Your objective -> Rewrite the part of the data that opens with the line containing "motorcycle front fender." and closes with the line containing "x=416 y=205", substituting "gas tank" for "fuel tank" and changing nothing else.

* BEGIN Information supplied *

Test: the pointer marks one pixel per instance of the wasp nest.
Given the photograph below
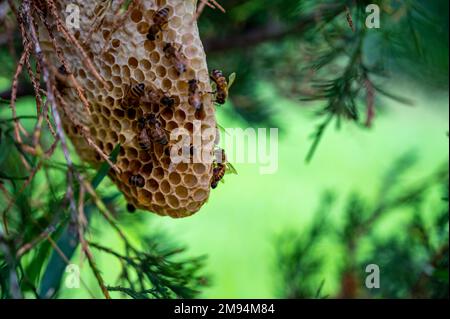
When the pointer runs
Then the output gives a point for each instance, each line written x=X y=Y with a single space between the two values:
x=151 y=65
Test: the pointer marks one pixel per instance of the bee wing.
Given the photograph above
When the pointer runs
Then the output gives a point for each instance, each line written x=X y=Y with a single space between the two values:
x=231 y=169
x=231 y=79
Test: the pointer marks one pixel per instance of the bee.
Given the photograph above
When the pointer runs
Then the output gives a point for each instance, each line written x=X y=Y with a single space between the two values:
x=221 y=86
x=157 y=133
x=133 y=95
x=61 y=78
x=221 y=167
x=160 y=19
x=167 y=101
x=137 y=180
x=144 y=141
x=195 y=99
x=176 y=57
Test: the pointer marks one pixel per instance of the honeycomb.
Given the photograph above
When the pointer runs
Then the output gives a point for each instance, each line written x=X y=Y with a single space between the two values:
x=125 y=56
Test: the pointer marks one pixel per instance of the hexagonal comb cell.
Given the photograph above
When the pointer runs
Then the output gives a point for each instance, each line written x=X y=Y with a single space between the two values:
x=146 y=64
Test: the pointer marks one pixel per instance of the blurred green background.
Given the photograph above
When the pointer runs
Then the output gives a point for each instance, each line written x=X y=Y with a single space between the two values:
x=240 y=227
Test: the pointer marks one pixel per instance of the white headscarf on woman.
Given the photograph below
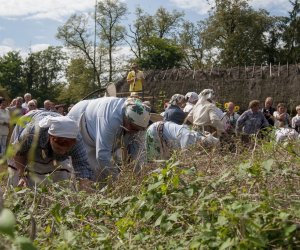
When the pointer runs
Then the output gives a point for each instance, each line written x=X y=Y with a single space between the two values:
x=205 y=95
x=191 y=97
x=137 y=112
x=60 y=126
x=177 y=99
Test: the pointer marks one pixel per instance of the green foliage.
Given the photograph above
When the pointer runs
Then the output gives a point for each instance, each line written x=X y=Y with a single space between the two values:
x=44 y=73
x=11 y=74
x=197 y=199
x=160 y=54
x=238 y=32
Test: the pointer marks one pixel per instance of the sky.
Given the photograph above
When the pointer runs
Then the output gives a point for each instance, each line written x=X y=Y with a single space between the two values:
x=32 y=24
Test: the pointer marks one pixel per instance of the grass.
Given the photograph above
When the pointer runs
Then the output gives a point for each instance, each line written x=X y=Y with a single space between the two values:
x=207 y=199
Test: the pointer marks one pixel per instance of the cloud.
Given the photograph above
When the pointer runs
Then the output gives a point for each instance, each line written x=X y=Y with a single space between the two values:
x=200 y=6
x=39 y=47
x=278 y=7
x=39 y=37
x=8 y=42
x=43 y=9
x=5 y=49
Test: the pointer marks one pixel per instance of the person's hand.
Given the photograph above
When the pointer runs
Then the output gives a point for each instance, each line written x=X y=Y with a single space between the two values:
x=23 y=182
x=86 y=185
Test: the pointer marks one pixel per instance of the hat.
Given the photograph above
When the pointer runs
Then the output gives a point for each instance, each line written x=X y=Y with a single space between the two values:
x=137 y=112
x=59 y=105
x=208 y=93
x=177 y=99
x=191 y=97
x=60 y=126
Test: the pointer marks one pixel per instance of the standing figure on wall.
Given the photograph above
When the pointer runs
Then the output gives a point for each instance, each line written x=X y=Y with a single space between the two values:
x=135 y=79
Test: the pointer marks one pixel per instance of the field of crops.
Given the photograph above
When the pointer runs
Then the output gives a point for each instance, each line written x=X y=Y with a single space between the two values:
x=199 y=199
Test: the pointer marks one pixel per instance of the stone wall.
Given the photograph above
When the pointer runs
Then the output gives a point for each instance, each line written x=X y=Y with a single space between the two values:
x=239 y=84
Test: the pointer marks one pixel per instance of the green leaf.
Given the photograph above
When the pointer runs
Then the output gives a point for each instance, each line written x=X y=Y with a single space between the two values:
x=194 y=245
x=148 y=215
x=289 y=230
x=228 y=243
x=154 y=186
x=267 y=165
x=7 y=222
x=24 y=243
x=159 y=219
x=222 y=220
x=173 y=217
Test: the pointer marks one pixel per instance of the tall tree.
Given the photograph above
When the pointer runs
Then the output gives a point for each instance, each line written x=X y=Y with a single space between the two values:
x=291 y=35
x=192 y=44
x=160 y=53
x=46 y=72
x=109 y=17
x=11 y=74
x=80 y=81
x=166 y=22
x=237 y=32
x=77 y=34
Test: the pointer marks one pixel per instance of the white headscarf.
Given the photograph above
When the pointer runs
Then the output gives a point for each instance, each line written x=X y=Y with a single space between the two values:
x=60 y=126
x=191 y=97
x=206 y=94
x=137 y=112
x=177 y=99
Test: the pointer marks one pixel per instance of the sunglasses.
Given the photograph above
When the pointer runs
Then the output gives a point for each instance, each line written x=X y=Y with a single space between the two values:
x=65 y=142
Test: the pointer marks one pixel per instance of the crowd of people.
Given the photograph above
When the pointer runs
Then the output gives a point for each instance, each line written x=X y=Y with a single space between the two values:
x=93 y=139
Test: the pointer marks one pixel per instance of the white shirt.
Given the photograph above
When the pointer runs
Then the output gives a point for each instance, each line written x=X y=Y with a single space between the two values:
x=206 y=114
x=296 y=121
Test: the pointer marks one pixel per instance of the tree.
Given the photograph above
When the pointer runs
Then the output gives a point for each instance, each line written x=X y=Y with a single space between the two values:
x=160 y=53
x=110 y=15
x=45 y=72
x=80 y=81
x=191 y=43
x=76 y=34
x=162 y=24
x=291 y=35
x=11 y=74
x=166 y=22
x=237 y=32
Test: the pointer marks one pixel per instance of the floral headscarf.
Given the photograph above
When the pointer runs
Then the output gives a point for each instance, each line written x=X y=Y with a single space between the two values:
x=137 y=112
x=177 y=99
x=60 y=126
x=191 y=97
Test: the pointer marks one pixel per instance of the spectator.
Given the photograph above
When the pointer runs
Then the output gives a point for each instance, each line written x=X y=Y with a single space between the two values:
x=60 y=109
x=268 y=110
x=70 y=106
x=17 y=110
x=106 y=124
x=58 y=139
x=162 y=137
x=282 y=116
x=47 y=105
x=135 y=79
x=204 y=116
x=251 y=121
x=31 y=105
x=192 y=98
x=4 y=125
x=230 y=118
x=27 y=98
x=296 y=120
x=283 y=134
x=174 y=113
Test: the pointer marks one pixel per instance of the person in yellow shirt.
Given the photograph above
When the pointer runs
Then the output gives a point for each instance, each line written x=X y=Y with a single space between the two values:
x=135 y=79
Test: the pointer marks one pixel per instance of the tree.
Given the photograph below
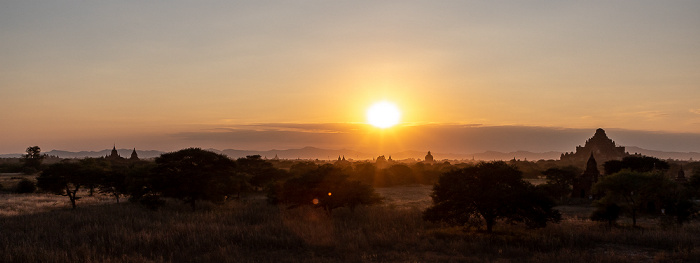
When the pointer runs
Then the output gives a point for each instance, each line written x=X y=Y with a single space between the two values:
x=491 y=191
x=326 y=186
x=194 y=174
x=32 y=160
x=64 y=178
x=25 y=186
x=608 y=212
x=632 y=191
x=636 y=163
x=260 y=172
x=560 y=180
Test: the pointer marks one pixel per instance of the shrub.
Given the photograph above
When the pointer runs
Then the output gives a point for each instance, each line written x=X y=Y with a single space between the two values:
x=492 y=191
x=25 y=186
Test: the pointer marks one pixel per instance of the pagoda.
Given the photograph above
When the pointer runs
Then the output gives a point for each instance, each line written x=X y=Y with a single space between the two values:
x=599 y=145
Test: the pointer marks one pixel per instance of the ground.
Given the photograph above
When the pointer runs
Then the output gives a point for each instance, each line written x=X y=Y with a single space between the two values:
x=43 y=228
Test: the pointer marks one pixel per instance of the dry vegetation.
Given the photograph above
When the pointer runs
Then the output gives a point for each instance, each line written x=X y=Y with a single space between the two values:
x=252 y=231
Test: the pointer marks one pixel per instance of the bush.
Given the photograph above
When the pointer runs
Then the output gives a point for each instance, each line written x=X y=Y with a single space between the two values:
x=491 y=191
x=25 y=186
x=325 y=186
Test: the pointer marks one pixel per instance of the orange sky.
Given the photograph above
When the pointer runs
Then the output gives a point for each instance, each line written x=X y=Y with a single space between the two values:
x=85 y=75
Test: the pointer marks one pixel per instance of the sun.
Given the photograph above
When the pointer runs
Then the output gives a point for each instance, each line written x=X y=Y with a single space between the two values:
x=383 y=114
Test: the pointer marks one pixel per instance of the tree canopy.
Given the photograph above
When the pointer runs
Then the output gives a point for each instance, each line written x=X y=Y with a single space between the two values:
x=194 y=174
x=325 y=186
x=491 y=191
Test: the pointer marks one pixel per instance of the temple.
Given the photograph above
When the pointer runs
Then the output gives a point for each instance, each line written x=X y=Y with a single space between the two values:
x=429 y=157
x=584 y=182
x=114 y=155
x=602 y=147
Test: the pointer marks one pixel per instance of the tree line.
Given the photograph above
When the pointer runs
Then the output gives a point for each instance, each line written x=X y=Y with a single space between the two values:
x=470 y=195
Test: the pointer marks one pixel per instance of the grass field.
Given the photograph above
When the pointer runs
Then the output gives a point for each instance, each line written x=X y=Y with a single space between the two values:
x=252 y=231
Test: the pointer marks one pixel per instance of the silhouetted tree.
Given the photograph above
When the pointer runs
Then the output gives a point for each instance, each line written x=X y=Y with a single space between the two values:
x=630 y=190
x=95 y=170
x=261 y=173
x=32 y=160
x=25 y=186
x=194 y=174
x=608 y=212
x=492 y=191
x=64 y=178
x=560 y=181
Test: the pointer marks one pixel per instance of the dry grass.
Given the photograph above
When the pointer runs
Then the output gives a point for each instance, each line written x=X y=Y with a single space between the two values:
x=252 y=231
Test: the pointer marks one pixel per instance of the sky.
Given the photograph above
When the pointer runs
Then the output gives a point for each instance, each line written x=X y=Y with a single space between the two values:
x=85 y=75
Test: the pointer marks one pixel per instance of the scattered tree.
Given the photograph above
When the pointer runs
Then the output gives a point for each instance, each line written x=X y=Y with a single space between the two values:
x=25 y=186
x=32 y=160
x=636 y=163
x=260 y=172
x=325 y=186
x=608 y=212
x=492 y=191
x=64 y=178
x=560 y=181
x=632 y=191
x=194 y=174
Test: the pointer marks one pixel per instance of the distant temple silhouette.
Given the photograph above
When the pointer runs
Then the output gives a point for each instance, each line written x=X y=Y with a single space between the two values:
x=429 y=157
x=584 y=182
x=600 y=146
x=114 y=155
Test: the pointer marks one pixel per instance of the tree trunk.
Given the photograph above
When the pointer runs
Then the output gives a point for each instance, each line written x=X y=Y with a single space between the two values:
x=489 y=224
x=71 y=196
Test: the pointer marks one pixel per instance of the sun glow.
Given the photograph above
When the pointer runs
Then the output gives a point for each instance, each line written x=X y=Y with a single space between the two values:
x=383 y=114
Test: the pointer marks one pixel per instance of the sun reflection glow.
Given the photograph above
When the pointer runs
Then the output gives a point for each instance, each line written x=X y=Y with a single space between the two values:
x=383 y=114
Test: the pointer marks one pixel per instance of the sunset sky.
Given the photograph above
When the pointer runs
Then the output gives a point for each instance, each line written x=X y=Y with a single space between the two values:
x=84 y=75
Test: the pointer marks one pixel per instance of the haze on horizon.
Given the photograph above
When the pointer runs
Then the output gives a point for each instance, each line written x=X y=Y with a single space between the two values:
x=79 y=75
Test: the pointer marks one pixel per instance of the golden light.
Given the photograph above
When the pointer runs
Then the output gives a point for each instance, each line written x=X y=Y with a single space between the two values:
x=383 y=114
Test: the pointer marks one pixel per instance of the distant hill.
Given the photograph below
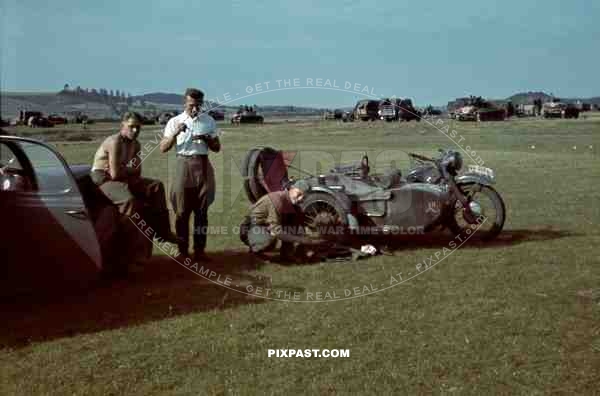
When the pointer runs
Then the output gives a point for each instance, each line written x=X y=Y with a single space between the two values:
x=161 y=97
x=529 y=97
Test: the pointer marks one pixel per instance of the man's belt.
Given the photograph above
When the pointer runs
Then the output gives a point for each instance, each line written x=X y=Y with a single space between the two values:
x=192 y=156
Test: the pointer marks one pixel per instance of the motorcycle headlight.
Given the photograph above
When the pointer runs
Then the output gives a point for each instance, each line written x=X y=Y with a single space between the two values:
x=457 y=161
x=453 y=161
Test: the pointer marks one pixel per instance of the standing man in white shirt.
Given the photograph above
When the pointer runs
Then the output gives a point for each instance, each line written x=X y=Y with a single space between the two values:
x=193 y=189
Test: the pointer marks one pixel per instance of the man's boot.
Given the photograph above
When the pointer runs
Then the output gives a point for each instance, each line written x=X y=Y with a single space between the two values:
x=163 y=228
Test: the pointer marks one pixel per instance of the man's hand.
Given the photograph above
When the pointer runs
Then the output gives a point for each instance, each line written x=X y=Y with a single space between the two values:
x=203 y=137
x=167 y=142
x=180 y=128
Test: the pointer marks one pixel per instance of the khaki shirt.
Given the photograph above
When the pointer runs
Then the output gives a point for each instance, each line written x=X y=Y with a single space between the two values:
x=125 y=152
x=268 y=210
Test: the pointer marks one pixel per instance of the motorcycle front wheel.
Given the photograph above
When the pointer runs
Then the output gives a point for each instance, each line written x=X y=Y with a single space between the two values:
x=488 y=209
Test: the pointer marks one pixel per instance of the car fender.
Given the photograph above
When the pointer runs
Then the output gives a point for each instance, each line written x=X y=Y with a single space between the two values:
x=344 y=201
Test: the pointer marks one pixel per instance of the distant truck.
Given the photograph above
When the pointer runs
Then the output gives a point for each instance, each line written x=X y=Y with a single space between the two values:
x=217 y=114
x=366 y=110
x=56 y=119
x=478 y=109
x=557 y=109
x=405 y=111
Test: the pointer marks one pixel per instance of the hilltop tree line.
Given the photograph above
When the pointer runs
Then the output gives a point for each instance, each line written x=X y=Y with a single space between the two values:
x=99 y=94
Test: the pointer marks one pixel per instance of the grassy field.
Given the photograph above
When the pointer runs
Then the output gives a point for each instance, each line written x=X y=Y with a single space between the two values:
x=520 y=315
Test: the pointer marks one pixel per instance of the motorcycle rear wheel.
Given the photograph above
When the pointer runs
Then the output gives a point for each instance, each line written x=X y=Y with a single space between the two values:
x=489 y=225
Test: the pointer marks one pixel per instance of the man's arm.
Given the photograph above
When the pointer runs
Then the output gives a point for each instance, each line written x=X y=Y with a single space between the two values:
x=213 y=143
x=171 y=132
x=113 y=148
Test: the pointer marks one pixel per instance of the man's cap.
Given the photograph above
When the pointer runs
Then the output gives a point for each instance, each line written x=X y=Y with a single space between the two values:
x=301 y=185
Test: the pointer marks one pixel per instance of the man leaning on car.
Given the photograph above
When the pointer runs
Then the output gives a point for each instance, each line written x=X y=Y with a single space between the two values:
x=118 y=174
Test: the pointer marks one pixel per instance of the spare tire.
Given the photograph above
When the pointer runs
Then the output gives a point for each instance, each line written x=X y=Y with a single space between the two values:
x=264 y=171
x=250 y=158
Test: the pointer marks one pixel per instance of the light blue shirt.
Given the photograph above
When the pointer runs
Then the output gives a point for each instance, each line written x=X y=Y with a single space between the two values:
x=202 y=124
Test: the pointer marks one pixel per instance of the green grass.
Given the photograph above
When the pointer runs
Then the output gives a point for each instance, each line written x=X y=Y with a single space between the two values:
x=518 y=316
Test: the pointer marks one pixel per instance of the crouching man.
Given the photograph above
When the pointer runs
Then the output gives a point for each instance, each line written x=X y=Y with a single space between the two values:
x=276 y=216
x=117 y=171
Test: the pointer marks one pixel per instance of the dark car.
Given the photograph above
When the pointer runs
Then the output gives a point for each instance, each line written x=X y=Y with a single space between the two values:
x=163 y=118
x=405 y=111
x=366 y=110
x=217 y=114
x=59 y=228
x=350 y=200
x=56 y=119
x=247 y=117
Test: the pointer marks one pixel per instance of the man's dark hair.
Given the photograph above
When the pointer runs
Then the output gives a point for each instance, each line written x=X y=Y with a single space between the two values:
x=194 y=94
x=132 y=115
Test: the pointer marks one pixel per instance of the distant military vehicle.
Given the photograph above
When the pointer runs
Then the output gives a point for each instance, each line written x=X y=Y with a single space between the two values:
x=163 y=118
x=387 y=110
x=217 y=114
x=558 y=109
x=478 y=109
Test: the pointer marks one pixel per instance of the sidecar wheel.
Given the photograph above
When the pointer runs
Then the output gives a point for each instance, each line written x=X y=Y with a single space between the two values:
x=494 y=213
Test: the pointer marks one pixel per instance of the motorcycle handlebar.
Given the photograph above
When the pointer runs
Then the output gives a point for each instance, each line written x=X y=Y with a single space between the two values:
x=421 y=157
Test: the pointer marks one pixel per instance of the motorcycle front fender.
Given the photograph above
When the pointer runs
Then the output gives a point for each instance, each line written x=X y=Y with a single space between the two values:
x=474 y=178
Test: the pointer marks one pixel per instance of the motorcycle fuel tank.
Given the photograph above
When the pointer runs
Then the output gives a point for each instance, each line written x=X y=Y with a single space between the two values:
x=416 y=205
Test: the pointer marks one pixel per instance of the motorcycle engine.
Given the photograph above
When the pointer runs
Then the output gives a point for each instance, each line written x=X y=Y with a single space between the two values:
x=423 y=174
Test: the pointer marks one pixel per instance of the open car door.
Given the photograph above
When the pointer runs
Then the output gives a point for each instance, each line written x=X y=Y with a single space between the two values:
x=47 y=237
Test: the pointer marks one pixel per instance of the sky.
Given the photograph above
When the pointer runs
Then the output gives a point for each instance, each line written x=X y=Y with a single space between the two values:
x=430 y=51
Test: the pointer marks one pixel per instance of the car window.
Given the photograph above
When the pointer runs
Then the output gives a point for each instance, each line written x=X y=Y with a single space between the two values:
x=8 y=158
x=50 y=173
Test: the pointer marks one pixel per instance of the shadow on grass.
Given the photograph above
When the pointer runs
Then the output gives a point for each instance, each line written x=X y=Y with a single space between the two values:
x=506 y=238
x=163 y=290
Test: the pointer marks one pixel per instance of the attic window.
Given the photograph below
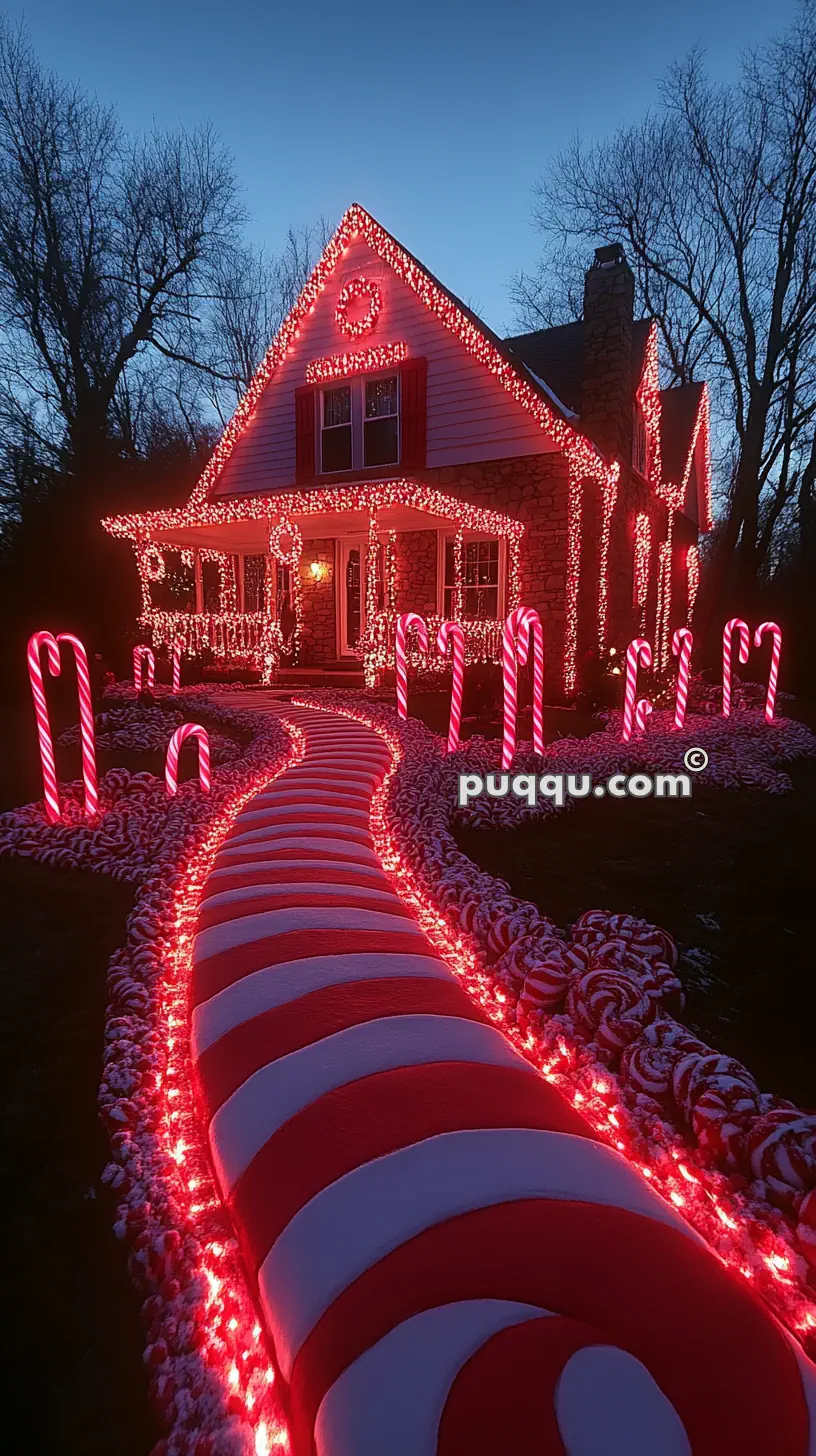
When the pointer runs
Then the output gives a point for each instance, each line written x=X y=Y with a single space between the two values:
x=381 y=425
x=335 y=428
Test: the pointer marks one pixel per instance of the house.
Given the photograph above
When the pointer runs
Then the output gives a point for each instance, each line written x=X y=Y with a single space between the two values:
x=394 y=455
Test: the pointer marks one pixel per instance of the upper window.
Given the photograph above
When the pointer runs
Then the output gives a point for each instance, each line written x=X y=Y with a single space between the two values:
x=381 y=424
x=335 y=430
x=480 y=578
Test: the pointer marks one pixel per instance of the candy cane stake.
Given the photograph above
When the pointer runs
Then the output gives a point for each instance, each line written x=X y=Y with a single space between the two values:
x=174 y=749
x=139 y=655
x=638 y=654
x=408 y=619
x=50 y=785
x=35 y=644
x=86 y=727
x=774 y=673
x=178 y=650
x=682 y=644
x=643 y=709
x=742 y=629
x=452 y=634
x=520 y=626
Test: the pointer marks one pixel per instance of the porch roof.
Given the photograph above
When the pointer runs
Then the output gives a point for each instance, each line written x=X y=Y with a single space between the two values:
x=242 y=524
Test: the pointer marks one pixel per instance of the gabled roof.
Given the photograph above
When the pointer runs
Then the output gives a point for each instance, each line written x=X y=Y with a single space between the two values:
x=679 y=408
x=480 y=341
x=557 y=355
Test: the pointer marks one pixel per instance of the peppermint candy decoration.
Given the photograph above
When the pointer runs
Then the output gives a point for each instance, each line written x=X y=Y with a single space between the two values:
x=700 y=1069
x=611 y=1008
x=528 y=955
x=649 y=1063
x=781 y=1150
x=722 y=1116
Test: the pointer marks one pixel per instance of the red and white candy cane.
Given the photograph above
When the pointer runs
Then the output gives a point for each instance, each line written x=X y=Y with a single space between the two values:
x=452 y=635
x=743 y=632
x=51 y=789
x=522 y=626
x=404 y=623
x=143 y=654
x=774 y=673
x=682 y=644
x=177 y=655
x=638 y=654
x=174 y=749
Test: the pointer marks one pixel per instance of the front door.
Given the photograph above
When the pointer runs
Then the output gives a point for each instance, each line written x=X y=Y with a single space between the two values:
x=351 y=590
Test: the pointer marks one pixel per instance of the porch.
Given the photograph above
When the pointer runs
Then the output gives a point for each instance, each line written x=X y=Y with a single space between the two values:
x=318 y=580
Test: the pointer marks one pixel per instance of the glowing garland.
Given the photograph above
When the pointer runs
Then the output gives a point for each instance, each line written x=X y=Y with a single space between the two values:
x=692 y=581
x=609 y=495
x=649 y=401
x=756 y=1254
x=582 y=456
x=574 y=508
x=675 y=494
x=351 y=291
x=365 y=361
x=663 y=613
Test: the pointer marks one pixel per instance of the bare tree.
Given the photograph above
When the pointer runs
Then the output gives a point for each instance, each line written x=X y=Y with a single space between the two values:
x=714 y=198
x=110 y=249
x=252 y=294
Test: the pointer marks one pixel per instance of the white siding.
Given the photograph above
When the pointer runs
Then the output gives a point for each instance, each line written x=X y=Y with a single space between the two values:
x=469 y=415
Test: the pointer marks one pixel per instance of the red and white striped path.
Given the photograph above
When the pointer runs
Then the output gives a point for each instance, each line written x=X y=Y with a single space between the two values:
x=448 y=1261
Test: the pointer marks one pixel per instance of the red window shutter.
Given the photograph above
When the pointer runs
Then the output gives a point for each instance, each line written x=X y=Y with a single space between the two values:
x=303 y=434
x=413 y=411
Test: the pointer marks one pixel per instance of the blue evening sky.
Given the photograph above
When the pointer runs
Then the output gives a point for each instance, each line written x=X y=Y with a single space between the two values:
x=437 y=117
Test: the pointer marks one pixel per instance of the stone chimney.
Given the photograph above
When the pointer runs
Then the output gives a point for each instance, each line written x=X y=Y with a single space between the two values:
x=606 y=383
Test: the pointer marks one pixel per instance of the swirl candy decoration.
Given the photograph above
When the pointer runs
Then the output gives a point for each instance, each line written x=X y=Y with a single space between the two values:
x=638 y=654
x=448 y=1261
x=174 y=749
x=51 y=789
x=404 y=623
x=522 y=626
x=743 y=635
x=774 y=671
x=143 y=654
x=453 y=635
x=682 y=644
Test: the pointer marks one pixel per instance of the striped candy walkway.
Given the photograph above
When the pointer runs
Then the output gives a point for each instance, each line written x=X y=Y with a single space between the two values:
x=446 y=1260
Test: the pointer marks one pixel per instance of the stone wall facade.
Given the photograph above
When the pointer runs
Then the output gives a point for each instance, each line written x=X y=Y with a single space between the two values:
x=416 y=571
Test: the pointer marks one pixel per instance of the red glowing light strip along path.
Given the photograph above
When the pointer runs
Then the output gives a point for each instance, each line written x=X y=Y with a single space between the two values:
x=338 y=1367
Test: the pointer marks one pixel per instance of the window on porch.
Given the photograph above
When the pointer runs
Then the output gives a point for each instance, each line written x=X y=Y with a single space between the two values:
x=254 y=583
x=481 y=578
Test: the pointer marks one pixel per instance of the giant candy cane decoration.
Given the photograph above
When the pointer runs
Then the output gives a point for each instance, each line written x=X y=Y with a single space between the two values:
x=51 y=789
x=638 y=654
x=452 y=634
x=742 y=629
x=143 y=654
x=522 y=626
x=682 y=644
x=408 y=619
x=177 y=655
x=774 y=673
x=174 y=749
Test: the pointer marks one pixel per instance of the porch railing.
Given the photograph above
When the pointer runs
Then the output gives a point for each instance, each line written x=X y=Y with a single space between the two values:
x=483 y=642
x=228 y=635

* END Information supplied *

Written response ->
Test: the pointer marks one pixel per instance of the motorcycle front fender.
Given the photograph above
When the pointer runs
Then the output gives a point for each instance, each line written x=X y=Y with a single space between the two values:
x=474 y=178
Test: the pointer marks one pixel per instance of the motorcycle gas tank.
Given the photograph above
When the pointer runs
Then the output gives a point for each instance, each line written x=X y=Y with a single space between the two values:
x=416 y=205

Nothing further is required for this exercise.